• **WHAT YOU HAVE TO DO**: Please edit the part of the material that opens with the line containing "Check that every instance of the wicker weave" and runs through the end of the material. Replace "keypoint" with "marker", leave everything else unchanged, and give back only that part.

• **ITEMS**:
>>

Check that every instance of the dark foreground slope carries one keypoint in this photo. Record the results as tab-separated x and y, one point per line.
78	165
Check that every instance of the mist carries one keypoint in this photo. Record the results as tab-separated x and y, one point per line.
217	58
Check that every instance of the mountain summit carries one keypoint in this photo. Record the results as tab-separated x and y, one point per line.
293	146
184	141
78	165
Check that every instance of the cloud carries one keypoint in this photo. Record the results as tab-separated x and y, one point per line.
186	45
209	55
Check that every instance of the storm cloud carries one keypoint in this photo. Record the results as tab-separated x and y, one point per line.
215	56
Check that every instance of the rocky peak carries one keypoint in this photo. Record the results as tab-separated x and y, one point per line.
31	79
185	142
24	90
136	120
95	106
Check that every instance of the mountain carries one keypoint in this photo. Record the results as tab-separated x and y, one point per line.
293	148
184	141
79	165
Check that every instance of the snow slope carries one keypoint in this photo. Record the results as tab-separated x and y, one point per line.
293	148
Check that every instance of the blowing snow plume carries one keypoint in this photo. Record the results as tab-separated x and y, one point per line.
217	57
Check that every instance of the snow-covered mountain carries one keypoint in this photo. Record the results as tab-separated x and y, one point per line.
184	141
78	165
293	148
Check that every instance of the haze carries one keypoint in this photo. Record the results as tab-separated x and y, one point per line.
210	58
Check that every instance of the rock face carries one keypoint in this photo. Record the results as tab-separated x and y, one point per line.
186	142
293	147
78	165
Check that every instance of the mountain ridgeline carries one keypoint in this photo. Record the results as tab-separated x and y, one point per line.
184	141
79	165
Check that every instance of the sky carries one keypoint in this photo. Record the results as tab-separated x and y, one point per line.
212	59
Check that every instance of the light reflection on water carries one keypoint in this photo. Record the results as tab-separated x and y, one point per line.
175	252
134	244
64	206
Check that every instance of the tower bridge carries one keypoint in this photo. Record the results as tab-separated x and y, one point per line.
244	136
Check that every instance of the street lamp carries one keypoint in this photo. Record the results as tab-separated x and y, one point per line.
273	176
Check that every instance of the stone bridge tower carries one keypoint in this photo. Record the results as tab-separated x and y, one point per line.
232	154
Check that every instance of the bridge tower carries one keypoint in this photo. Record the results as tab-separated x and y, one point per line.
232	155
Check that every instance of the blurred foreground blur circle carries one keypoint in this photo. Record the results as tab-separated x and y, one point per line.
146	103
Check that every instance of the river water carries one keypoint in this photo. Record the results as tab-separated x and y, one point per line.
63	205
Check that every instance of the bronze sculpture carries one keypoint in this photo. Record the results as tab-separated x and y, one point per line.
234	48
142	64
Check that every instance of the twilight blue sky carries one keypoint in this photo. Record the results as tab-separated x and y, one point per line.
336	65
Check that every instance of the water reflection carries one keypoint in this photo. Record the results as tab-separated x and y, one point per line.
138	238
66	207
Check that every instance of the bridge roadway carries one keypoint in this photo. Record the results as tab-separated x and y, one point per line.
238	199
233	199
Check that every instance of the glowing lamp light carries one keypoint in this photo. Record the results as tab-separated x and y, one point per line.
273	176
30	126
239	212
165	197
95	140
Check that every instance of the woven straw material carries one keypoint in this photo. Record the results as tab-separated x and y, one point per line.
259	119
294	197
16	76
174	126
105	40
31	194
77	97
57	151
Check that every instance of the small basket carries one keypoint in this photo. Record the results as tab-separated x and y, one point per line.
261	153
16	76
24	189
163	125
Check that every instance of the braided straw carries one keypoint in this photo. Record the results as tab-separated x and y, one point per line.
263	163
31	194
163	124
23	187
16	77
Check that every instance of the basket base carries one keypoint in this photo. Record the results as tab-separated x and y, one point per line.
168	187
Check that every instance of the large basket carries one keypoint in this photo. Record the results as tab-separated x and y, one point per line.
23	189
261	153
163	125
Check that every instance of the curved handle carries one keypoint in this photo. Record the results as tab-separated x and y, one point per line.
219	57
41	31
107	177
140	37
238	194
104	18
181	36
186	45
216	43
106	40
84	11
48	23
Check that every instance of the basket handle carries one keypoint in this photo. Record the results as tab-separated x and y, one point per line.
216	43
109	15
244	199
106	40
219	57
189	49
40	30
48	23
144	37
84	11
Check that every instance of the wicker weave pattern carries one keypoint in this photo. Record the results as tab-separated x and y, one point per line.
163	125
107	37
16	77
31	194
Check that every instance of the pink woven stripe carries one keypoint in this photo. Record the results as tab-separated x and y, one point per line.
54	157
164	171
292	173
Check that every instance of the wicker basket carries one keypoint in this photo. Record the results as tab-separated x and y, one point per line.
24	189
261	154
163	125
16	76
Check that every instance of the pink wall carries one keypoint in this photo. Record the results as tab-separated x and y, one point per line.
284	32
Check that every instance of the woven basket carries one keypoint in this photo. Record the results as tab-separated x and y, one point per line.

<<

• **EXERCISE OUTPUT**:
Check that every instance of the wicker weave pattern carries one marker in this photo. Record the results as tab-separated x and y, one point per line.
163	125
107	37
16	77
31	194
Check that every instance of the pink woven stripe carries one marker in this photo. Record the results as tab-separated x and y, one point per line.
54	157
164	171
292	173
Check that every instance of the wicker basket carries one marker in this photo. Record the results as tab-separated x and y, one point per line.
24	189
261	154
163	125
16	76
Check that every instance of the pink wall carries one marker in this photo. Record the results as tab-separated x and y, one point per line.
284	32
Check that every instance of the woven basket carries one marker in this photo. Record the results as tab-separated x and y, one point per line.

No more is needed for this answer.